- **DOCUMENT SECTION**
--

In conclusion, the CRENECO project demonstrated the existence of autotrophic archaeal ammonia oxidation in soil, showed that soil ammonia oxidation is essentially an archaeal process in some instances and suggested that autotrophy is a common growth strategy of thaumarchaea. These results highlight the need to include autotrophic archaeal ammonia oxidation in current models of global nitrogen and carbon cycling in order to improve significantly the predictive power of these models. This will however require redefinition of the role of bacterial ammonia oxidisers in soil nitrification and identification of ecological niches of both ammonia oxidising thaumarchaea and bacteria. In this perspective, the relation between archaeal ammonia oxidation and organic matter mineralisation suggested by our results could be further tested. The central role of soil nitrification in global nitrogen cycling, nitrogen fertiliser loss, nitrate pollution of groundwater cause of stomach cancers and greenhouse gas emissions indicate that the CRENECO project and follow up research will impact on agriculture, environment quality and human health affairs, also on the fundamental understanding of global energy and matter fluxes in the geobiosphere and global warming.

--

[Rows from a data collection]
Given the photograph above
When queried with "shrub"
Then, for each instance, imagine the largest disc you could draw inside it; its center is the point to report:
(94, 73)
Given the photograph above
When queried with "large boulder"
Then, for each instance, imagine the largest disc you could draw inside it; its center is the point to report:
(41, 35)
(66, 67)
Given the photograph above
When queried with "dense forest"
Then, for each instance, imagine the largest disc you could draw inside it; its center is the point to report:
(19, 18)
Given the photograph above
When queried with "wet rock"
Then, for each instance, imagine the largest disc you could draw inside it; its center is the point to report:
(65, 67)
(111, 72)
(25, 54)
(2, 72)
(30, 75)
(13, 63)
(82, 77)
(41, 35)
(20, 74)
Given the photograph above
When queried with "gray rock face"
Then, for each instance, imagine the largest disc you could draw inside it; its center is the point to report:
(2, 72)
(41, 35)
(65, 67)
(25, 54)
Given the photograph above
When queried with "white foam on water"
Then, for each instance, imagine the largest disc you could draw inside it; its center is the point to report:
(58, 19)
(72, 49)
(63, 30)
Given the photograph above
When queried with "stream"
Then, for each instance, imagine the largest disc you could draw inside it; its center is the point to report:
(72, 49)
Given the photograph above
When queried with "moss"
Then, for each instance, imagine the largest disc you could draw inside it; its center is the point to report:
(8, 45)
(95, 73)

--

- **PROBLEM TO WORK ON**
List each process that the conclusion about the CRENECO project says soil nitrification plays a central role in. The rows are separate from the text about the CRENECO project.

- **RESPONSE AREA**
- Global nitrogen cycling
- Nitrogen fertiliser loss
- Nitrate pollution of groundwater
- Greenhouse gas emissions